### EXERCISE PASSAGE ###
Judge clears Palm Springs man’s criminal record years after pot bust
A judge has cleared a man arrested in a 2015 raid on a Cathedral City marijuana grow site.
On Monday, December 28, 2015, the Cathedral City Fire Department responded to a reported structure fire at the 36500 block of Bankside Drive. CCFD found an electrical panel had burned, and the structure housed a suspected marijuana growing operation.
Fire personnel contacted Cathedral City Police who discovered a substantial growing operation at that location as well as two adjacent locations. Officers sealed the locations and notified the Coachella Valley Narcotics Task Force (CVNTF) and Cathedral City’s Chief Building Official.
The next day, The Coachella Valley Narcotics Task Force seized 2,736 plants.
“[The grow] was big, and that requires a substantial draw on the electricity and apparently that might have been one of the issues with the electrical panel trying to keep up with it,” said said Lt. Glen Haas of the Cathedral City Police Department.
No one was injured in the fire.
On Tuesday December 29, the CVNTF served search warrants at the Bankside locations and recovered a total of 2,736 plants. The business owner, Michael King of Palm Springs, was on scene during the search and seizure of the plants. The CVNTF said King was not licensed to conduct business in Cathedral City. King, 37, was placed under arrest.
In March of 2018, the Riverside County District Attorney’s Office says that a criminal case was never filed in this matter.
On March 8, 2019, the Superior Court of the State of California granted Michael King’s petition, a judge writing, in part, in an order, “The record of arrest in this matter shall be sealed… and the arrest deemed not to have occurred.”
In 2015, it was illegal to have a large marijuana grow in Cathedral City, but the city had allowed for medical marijuana dispensaries to operate with a permit.
“If it falls under compassionate use where the person is providing the marijuana for a dispensary, it’s up to the courts to determine whether or not that is applicable, as far as Cathedral City is concerned it’s not legal to grow it or have a cultivation business within city limits,” said Haas, at the time of the arrest.
CVNTF also served a search warrant at King’s home in Palm Springs where they recovered cash, and 26 lbs of packaged marijuana.
The 2,736 plants were destroyed per a court order, and the 26 lbs of marijuana seized from King’s house was booked as evidence.
The Desert City Cab dispatch office is next door to the illegal grow. Days after the fire, they didn’t have power and worked by candlelight.
“For quite some time it has been smelling really bad in here and I even called the cops several times complaining there was weed next door, and they had to be growing plants because it reeked in here for such a long time,” said Daisy, a dispatcher with Desert City Cab.
### DATASET ENTRIES ###
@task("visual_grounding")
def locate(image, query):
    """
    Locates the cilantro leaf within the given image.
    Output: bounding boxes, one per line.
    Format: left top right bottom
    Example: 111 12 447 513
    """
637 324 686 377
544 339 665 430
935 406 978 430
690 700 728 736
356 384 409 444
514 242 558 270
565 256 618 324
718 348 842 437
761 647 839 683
###
> _EXERCISE TASKS_:
1. Name every organization mentioned in the article about the Cathedral City marijuana grow.
2. Write out the part of the article about the Cathedral City marijuana grow that opens with the words containing "In 2015, it" and closes with "of packaged marijuana.".
The data excerpts are not needed for any of the work here.

> _ANSWERS FOR THE TASKS_:
1.
Cathedral City Fire Department
Cathedral City Police Department
Coachella Valley Narcotics Task Force
Riverside County District Attorney's Office
Superior Court of the State of California
Desert City Cab

2.
In 2015, it was illegal to have a large marijuana grow in Cathedral City, but the city had allowed for medical marijuana dispensaries to operate with a permit.
“If it falls under compassionate use where the person is providing the marijuana for a dispensary, it’s up to the courts to determine whether or not that is applicable, as far as Cathedral City is concerned it’s not legal to grow it or have a cultivation business within city limits,” said Haas, at the time of the arrest.
CVNTF also served a search warrant at King’s home in Palm Springs where they recovered cash, and 26 lbs of packaged marijuana.